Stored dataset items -

==============================

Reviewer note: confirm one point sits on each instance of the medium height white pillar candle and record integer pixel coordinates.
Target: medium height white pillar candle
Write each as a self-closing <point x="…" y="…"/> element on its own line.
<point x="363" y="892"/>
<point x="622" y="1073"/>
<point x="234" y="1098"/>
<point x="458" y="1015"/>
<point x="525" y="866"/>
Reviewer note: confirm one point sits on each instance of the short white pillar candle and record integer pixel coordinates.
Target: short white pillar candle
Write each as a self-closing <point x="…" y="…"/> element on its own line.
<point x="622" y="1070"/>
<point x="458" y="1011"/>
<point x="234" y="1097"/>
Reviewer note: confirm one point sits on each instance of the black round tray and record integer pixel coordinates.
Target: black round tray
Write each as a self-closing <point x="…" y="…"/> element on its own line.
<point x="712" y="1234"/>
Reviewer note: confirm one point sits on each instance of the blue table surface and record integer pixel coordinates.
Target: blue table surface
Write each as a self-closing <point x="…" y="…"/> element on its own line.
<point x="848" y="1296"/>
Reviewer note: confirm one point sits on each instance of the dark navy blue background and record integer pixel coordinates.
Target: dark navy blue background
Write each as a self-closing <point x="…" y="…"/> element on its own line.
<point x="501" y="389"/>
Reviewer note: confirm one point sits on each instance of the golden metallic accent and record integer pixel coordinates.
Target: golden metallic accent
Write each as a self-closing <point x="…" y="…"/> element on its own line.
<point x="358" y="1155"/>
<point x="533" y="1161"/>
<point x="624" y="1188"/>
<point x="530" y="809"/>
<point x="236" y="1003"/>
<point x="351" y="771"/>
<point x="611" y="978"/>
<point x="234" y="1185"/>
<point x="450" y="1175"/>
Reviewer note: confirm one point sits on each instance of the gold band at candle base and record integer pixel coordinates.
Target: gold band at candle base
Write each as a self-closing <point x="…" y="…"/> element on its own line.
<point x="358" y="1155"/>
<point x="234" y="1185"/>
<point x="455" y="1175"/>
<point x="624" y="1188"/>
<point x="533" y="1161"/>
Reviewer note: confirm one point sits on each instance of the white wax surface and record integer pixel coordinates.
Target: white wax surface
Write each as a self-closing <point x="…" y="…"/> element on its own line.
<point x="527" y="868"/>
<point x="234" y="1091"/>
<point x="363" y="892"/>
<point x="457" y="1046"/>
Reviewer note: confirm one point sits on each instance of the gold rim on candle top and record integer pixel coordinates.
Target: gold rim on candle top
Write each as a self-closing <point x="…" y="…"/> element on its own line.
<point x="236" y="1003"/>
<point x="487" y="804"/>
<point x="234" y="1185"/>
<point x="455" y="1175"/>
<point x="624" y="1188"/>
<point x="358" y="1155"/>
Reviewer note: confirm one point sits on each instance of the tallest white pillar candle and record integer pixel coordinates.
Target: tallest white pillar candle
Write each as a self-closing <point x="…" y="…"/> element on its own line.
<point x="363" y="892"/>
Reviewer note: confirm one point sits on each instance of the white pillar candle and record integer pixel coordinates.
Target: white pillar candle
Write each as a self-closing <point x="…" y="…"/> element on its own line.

==============================

Lay out every line of the records above as a Markdown table with the columns Row and Line, numbering the rows and skipping any blank lines.

RESPONSE TO THIS EXERCISE -
| Row | Line |
|---|---|
| 1 | Reviewer note: confirm one point sits on each instance of the medium height white pillar candle and record integer pixel coordinates. |
| 2 | Target: medium height white pillar candle |
| 3 | Write each as a self-closing <point x="…" y="…"/> element on its own line. |
| 4 | <point x="363" y="892"/> |
| 5 | <point x="622" y="1073"/> |
| 6 | <point x="234" y="1098"/> |
| 7 | <point x="458" y="1015"/> |
| 8 | <point x="525" y="866"/> |
| 9 | Reviewer note: confirm one point sits on each instance of the short white pillar candle and record integer pixel coordinates. |
| 10 | Target: short white pillar candle |
| 11 | Write each as a self-closing <point x="…" y="…"/> element on its own line. |
| 12 | <point x="622" y="1070"/> |
| 13 | <point x="458" y="1011"/> |
| 14 | <point x="234" y="1097"/> |
| 15 | Reviewer note: confirm one point sits on each instance of the black round tray and record integer pixel coordinates. |
| 16 | Target: black round tray |
| 17 | Write each as a self-closing <point x="…" y="…"/> element on its own line. |
| 18 | <point x="712" y="1234"/> |
| 19 | Reviewer note: confirm one point sits on each instance of the blue table surface and record integer pixel coordinates. |
| 20 | Target: blue table surface |
| 21 | Write each as a self-closing <point x="…" y="…"/> element on its own line. |
| 22 | <point x="848" y="1296"/> |
| 23 | Reviewer note: confirm one point sits on each instance of the dark navy blue background and record integer pixel coordinates. |
| 24 | Target: dark navy blue background |
| 25 | Write each as a self-closing <point x="…" y="…"/> element on its own line. |
| 26 | <point x="501" y="389"/> |
| 27 | Reviewer note: confirm one point sits on each instance of the golden metallic accent and record integer pixel coordinates. |
| 28 | Target: golden metallic accent |
| 29 | Write each as a self-closing <point x="…" y="…"/> element on its own line. |
| 30 | <point x="358" y="1155"/> |
| 31 | <point x="533" y="1161"/> |
| 32 | <point x="624" y="1188"/> |
| 33 | <point x="530" y="809"/> |
| 34 | <point x="236" y="1003"/> |
| 35 | <point x="351" y="771"/> |
| 36 | <point x="611" y="978"/> |
| 37 | <point x="234" y="1185"/> |
| 38 | <point x="450" y="1175"/> |
| 39 | Reviewer note: confirm one point sits on each instance of the gold band at candle base and record integer pixel coordinates. |
| 40 | Target: gold band at candle base |
| 41 | Write each as a self-closing <point x="…" y="…"/> element on its own line. |
| 42 | <point x="358" y="1155"/> |
| 43 | <point x="234" y="1185"/> |
| 44 | <point x="455" y="1175"/> |
| 45 | <point x="624" y="1188"/> |
| 46 | <point x="533" y="1161"/> |
| 47 | Reviewer note: confirm one point sits on each instance of the white wax surface and record integer pixel coordinates. |
| 48 | Target: white wax surface |
| 49 | Write each as a self-closing <point x="…" y="…"/> element on its own line. |
| 50 | <point x="527" y="868"/> |
| 51 | <point x="234" y="1091"/> |
| 52 | <point x="363" y="892"/> |
| 53 | <point x="457" y="1046"/> |
| 54 | Reviewer note: confirm one point sits on each instance of the gold rim on candle top and record integer pixel coordinates. |
| 55 | Target: gold rim on candle top |
| 56 | Write each as a self-closing <point x="…" y="…"/> element on its own line. |
| 57 | <point x="236" y="1003"/> |
| 58 | <point x="487" y="804"/> |
| 59 | <point x="234" y="1185"/> |
| 60 | <point x="455" y="1175"/> |
| 61 | <point x="624" y="1188"/> |
| 62 | <point x="358" y="1155"/> |
| 63 | Reviewer note: confirm one point sits on each instance of the tallest white pillar candle and record integer pixel coordinates. |
| 64 | Target: tallest white pillar candle |
| 65 | Write each as a self-closing <point x="…" y="…"/> element on its own line. |
| 66 | <point x="363" y="892"/> |
| 67 | Reviewer note: confirm one point sits on each instance of the white pillar candle and record integer pixel coordinates. |
| 68 | Target: white pillar candle |
| 69 | Write each as a self-closing <point x="…" y="…"/> element on its own line. |